● WHAT YOU WILL DO:
A. Return the part of the GTM deployment post from "Simo Ahava has" up to and including "built the setup.".
B. Can you carry the GTM deployment post forward from the point where it stops?

● EXCERPTED PASSAGE:
Deploy Server-Side GTM on AWS ECS Fargate with CDK/CloudFormation

Google Tag Manager provides setup guides for its server container to Google Cloud Platform’s App Engine and Cloud Run. However, the server software itself is distributed as a Docker container image. By following the manual setup guide, you can run it almost anywhere in public cloud services or private data centres — even on-premises.

Simo Ahava has provided a guide on how to deploy Server-Side Google Tag Manager in AWS Elastic Beanstalk where he also mentions Elastic Container Service as an alternative solution. After spending quite a bit of time setting up server-side GTM on AWS ECS, I wanted to publish a simple IaC (infrastructure as code) template to do it.

Using my AWS CDK (Cloud Development Kit) project, which also outputs a CloudFormation template, you can deploy Server-Side Google Tag Manager in your AWS account with a couple of shell commands. You can find the code at GitHub: https://github.com/lari/server-side-gtm-on-aws-ecs-fargate/tree/v1.0

In this blog post, I will explain in a bit more detail how I’ve built the setup.

What is AWS CDK?

[Records from a collection]
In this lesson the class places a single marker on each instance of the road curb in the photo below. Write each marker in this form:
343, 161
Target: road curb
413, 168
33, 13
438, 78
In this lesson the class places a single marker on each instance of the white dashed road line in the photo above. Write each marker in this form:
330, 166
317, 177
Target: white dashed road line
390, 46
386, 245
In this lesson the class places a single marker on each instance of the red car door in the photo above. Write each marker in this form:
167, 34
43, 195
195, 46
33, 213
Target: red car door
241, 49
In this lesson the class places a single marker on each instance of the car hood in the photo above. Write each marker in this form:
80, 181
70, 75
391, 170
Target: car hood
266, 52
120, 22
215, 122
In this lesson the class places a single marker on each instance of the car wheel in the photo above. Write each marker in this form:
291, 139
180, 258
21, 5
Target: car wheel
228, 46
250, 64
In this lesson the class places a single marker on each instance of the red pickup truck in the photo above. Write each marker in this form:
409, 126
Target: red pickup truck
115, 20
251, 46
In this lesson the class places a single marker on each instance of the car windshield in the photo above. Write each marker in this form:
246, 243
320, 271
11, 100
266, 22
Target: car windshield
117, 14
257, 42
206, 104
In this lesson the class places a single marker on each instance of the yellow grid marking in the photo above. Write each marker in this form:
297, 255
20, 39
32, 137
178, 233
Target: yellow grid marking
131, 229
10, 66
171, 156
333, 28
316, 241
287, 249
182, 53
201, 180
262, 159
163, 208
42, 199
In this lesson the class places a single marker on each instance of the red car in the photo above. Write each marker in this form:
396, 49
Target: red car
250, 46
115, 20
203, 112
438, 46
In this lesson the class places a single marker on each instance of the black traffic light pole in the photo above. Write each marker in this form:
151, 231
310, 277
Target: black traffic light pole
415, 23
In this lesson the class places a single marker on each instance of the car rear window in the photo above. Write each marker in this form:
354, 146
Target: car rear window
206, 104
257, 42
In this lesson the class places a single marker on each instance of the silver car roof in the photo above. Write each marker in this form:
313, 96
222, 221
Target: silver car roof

● RESPONSES TO THE EXERCISE:
A.
Simo Ahava has provided a guide on how to deploy Server-Side Google Tag Manager in AWS Elastic Beanstalk where he also mentions Elastic Container Service as an alternative solution. After spending quite a bit of time setting up server-side GTM on AWS ECS, I wanted to publish a simple IaC (infrastructure as code) template to do it.

Using my AWS CDK (Cloud Development Kit) project, which also outputs a CloudFormation template, you can deploy Server-Side Google Tag Manager in your AWS account with a couple of shell commands. You can find the code at GitHub: https://github.com/lari/server-side-gtm-on-aws-ecs-fargate/tree/v1.0

In this blog post, I will explain in a bit more detail how I’ve built the setup.

B.
The AWS Cloud Development Kit (CDK) is a good choice for Infrastructure as Code (IaC) development because it provides several benefits over manual deployment. CDK automates the provisioning and management of AWS resources, making deployment faster and more efficient. This reduces the risk of manual errors and saves time. You can easily deploy multiple copies of the infrastructure in different regions or with different parameters.

Compared to writing native CloudFormation templates, CDK provides a higher-level, more abstract API that allows you to focus on the application logic. This makes it easier to write, maintain, and reuse code. With CDK, developers can use familiar programming languages like TypeScript, Python, Java, and C# to model and provision AWS resources.

What does the code do?

When running CDK commands such as cdk deploy or cdk diff, CDK synthesizes the stack(s) in app.py (as defined in cdk.json) into an AWS CloudFormation template. app.py creates an instance of ServerSideGTMFargateStack which has been defined in stacks/gtm_fargate_stack.py. That’s where most of the actual logic happens.

So what’s included?

ServerSideGTMFargateStack creates the following:

VPC (Virtual Private Cloud, i.e. a private network) with 2 Availability Zones and NAT gateways
Cluster in Elastic Container Service (ECS)
GTM Tagging servers running in Load-balanced Fargate Service (in the ECS Cluster), that includes:
- A Load Balancer (AWS Application Load Balancer — ALB) in the public subnets with
- A target group of the tagging server instances in the private subnets with auto-scaling based on CPU utilization and max/min task count configs
GTM Preview server running in Fargate service (single instance) in the private subnets, attached to the same load balancer as the tagging service (using port 444)
SSL Certificate which is added to the load balancer (if the domain is hosted in AWS Route 53)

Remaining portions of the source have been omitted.